Please translate this sentence from the holiday ham thread below into Spanish: "Hope the new set of hams turn out twice as good as the first bunch would have."

QUOTED TEXT:
--------------------
# Xmas hams 10



## wittdog (Dec 1, 2010)

This was supposed to be the start of my Xmass ham thread.  I placed an order for my hams…received a call that they were in…drove in the snow…and someone had absconded with my hams…Placed an order for some more hams…they should be here next week.  On the way home I stopped at the Sausage Maker and picked up some more Hickory Saw dust…to the tune of 45lbs of saw dust…


----------



## bigwheel (Dec 1, 2010)

Sorry about the dastardly deed on the hams. Crime is rampant. We even had a bank stuck up in the little hick town where I work. That just a few days ago. Good score on the sawdust. I like Hickory nearly as good as S. Texas mesquite. Hope the new set of hams turn out twice as good as the first bunch would have. 

bigwheel


----------



## Griff (Dec 1, 2010)

Must have been the Grinch.


----------



## Bruce B (Dec 1, 2010)

wittdog said:
			
		

> This was supposed to be the start of my Xmass ham thread.  I placed an order for my hams…received a call that they were in…drove in the snow…and someone had absconded with my hams…Placed an order for some more hams…they should be here next week.  On the way home I stopped at the Sausage Maker and picked up some more Hickory Saw dust…to the tune of 45lbs of saw dust…



You going to start bitchin' about the snow already?   
Keep it up we'll have to start calling you JP. :roll:


----------



## john pen (Dec 2, 2010)

Hey, I resemble that remark !


----------



## wittdog (Dec 6, 2010)

Today I trimmed up the hams and injected them with the brine..they will soak till Friday and then it’s into the smokehouse for 36hrs.  Brown Sugar with a touch of molasses in the cure then smoked with Hickory. The hams look good a nice fat cap and some nice marbling.


----------



## bbquzz (Dec 6, 2010)

Damn that is a big ham Dave .. I'm anxious to see the process.


----------



## wittdog (Dec 6, 2010)

It's a 20lb ham.


----------



## wittdog (Dec 10, 2010)

Twas a few weeks before Christmas and the hams were hung in the smokehouse with care…pictures of the progress to come in the am..I am off to put in a 12hr day


----------



## BeeRich (Dec 10, 2010)

Nice.  Looking forward to post-smoker pics.


----------



## wittdog (Dec 11, 2010)

12 hours of drying and the hams are a nice color…now it’s time for that hickory wind to start blowing.


----------



## Shores (Dec 11, 2010)

Looking good.


----------



## Griff (Dec 11, 2010)

It's times like this I wish I lived closer to Dave.


----------



## bbquzz (Dec 11, 2010)

This is a great thread .. I too wish I lived closer to Dave, I could get lessons and maybe a little something to eat.


----------



## wittdog (Dec 11, 2010)

They are starting to get some nice color…I don’t know if you can tell from the pic but the fat is getting that nice caramel color and the meat is that nice mahogany color.

The chamber with smoke


----------



## Vermin999 (Dec 11, 2010)

Looking great!!!
--------------------
STORED ROWS:
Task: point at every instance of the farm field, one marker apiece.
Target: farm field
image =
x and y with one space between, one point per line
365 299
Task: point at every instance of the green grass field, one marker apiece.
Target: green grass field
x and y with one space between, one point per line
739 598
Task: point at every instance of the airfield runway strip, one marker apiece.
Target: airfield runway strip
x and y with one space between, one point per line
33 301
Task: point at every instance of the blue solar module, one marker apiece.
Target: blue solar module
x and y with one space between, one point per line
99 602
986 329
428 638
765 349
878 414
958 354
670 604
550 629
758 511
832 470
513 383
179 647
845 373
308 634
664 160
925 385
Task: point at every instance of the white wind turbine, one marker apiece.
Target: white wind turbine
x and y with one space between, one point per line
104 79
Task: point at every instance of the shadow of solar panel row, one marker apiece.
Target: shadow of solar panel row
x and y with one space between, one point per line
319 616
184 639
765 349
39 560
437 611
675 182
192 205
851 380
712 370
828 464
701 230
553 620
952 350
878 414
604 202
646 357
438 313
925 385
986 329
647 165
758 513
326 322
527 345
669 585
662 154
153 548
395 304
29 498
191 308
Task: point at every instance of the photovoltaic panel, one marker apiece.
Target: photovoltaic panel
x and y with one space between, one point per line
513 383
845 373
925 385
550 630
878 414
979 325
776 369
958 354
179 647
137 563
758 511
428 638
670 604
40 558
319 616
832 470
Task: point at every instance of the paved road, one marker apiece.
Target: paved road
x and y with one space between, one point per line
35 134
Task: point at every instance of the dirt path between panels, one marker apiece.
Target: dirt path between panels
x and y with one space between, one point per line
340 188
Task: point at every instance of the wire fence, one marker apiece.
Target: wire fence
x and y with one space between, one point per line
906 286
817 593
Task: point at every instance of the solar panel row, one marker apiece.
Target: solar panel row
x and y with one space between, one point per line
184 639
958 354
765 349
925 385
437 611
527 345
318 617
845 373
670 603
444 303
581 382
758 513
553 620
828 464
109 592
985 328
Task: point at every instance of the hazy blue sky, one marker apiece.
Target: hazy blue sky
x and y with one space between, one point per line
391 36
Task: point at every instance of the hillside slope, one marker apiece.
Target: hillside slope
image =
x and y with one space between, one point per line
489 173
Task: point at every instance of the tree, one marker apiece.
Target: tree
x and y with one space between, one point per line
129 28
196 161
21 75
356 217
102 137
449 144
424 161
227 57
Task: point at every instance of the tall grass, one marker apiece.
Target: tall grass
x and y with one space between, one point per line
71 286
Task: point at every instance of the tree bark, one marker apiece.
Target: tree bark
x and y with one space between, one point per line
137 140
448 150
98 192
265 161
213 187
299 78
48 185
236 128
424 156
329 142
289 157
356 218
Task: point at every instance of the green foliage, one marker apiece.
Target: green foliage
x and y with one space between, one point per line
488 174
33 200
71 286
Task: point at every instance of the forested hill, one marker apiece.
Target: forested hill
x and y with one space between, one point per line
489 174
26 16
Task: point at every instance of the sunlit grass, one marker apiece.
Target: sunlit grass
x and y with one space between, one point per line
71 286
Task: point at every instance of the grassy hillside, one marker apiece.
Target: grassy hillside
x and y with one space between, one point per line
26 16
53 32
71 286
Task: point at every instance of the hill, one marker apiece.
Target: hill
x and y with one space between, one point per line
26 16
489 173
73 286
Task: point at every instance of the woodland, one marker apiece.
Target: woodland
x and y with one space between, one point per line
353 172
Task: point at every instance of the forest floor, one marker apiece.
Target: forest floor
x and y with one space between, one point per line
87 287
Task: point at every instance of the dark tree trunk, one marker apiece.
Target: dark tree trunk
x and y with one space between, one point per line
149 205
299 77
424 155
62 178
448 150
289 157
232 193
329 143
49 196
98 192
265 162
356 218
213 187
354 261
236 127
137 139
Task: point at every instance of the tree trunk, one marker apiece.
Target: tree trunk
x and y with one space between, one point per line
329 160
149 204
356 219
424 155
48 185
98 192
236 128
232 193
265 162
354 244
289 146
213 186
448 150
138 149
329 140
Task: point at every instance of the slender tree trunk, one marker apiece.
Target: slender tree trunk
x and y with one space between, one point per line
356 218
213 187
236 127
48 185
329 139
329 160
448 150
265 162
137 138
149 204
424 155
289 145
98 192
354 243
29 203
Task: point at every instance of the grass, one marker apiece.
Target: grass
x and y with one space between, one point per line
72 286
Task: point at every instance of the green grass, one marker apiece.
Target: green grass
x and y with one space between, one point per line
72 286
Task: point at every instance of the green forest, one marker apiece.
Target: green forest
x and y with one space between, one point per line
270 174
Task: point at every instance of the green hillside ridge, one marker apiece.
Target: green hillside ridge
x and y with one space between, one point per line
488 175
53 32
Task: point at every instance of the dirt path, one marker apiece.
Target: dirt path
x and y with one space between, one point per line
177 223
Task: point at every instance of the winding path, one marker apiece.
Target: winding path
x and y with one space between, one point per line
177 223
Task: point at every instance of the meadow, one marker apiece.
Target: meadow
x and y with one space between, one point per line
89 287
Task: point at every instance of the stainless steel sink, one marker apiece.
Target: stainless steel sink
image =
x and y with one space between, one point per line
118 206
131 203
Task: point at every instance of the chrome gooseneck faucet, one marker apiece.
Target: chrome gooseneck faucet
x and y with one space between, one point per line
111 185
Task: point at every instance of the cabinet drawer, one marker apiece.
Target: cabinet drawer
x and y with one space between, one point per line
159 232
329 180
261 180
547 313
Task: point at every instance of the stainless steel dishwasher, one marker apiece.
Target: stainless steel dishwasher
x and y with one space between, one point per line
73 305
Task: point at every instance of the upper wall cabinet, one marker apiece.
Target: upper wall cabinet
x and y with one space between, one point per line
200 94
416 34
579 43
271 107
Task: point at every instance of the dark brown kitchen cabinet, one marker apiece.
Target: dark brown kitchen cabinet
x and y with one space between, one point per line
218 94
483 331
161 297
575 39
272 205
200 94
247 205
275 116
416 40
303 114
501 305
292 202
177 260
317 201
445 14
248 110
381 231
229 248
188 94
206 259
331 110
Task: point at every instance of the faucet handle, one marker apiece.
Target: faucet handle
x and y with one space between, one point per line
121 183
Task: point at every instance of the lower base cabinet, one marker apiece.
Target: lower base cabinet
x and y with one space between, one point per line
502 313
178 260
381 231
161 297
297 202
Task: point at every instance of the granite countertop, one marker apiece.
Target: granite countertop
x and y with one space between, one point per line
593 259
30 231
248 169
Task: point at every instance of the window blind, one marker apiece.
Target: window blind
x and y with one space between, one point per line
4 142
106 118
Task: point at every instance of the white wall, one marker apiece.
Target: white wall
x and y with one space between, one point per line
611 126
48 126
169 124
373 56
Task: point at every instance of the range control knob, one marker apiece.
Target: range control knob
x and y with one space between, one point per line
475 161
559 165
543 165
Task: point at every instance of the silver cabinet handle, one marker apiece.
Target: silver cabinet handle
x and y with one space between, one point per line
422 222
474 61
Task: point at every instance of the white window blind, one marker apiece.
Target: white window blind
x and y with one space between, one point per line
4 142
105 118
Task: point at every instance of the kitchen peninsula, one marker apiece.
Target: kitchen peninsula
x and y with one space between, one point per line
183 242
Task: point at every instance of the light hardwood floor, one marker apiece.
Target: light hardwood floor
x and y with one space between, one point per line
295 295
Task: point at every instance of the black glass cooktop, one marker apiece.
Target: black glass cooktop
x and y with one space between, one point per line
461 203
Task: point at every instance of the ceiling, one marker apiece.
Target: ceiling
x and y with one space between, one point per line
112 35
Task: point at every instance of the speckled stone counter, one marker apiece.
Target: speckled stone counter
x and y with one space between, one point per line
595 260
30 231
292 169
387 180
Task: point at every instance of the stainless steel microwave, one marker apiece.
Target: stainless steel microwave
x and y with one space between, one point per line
--------------------
EXPECTED OUTPUT: Espero que el nuevo lote de jamones salga el doble de bueno de lo que habría salido el primero.